▶ Solicitação 1:
Extraia, sem qualquer alteração, o segmento do texto sobre a desistência recursal que vai de "Impossibilidade de desistência" até "de Processo Civil.", inclusive.

▶ Trecho para leitura:

***

Impossibilidade de desistência recursal após início do julgamento do Recurso Especial representativo da controvérsia conforme art. 543-C do CPC devido à prevalência do interesse público
Modelo de fundamentação jurídica que aborda a inviabilidade da desistência recursal quando o procedimento de julgamento do Recurso Especial representativo da controvérsia já foi iniciado, destacando a prevalência do interesse público e coletivo sobre o interesse individual da parte, conforme o artigo 543-C do Código de Processo Civil.
TESE DOUTRINÁRIA EXTRAÍDA DO ACÓRDÃO:
É inviável o acolhimento de pedido de desistência recursal formulado quando já iniciado o procedimento de julgamento do Recurso Especial representativo da controvérsia, na forma do art. 543-C do CPC, em razão da prevalência do interesse público e coletivo sobre o interesse individual da parte recorrente.
COMENTÁRIO EXPLICATIVO
O acórdão da Corte Especial do STJ, ao analisar pedido de desistência em recurso especial submetido ao regime dos recursos repetitivos, enfatiza que a sistemática dos incidentes de recursos repetitivos foi criada justamente para conferir efetividade à duração razoável do processo (CF/88, art. 5º, LXXVIII) e isonomia na solução de demandas massificadas. A desistência, após o início do procedimento coletivo, comprometeria não apenas o desfecho do caso concreto, mas todo o sistema, pois exigiria a repetição de fases processuais de abrangência nacional, prejudicando milhares de jurisdicionados com demandas idênticas.

***

Trechos de dados de apontamento:
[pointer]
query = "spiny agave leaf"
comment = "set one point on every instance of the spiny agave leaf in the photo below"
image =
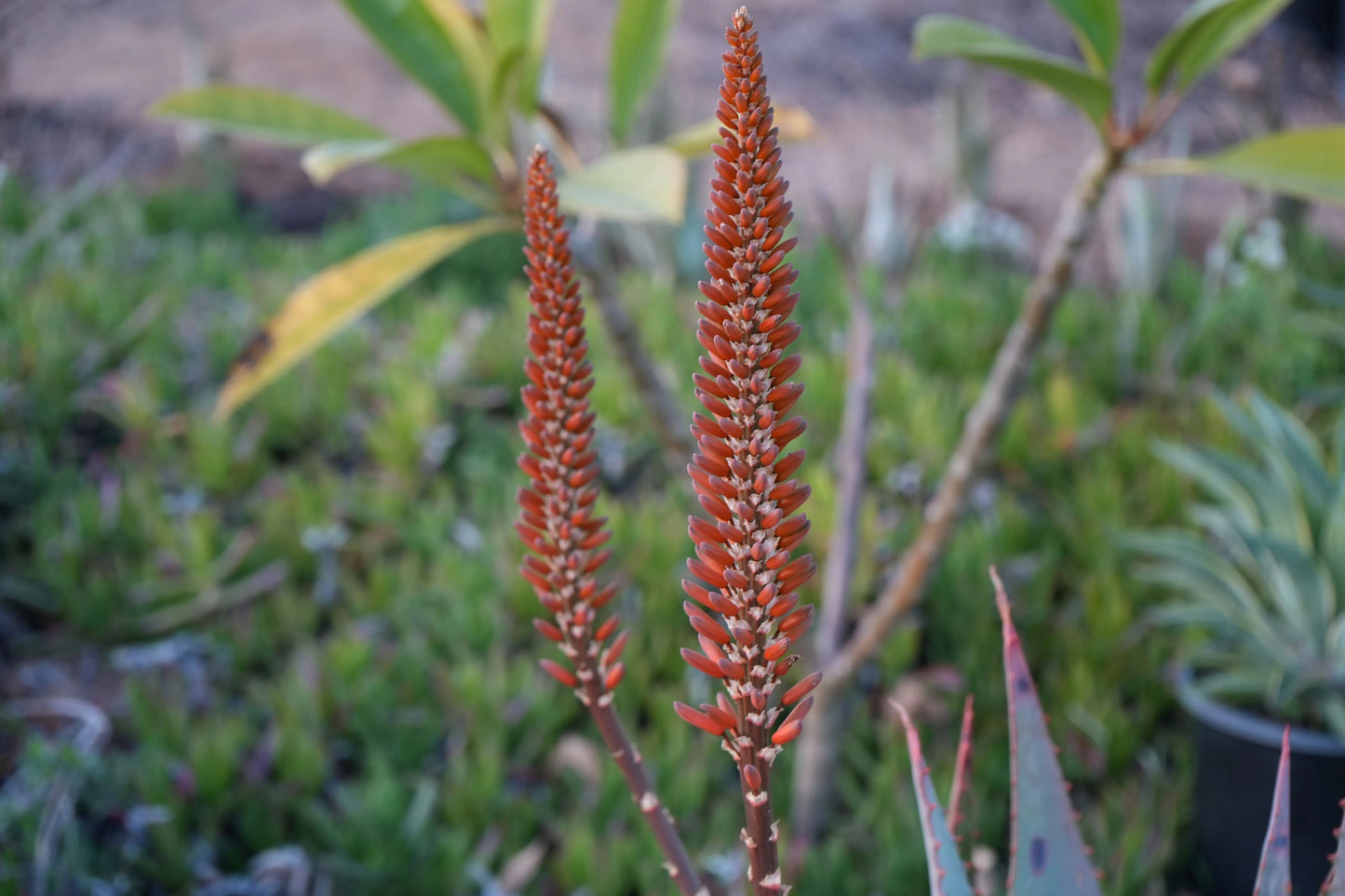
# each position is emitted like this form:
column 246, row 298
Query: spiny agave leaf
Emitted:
column 1272, row 877
column 334, row 298
column 1217, row 479
column 1335, row 884
column 263, row 114
column 945, row 35
column 948, row 875
column 1299, row 447
column 1048, row 853
column 962, row 769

***

▶ Solicitação 2:
Reproduza fielmente todas as linhas dos dados da tarefa apresentadas acima e omita as imagens na resposta.

▶ Resposta correta 1:
Impossibilidade de desistência recursal após início do julgamento do Recurso Especial representativo da controvérsia conforme art. 543-C do CPC devido à prevalência do interesse público
Modelo de fundamentação jurídica que aborda a inviabilidade da desistência recursal quando o procedimento de julgamento do Recurso Especial representativo da controvérsia já foi iniciado, destacando a prevalência do interesse público e coletivo sobre o interesse individual da parte, conforme o artigo 543-C do Código de Processo Civil.

▶ Resposta correta 2:
[pointer]
query = "spiny agave leaf"
comment = "set one point on every instance of the spiny agave leaf in the photo below"
image =
# each position is emitted like this form:
column 246, row 298
Query: spiny agave leaf
Emitted:
column 1272, row 877
column 334, row 298
column 1217, row 479
column 1335, row 884
column 263, row 114
column 945, row 35
column 948, row 875
column 1299, row 447
column 1048, row 853
column 962, row 769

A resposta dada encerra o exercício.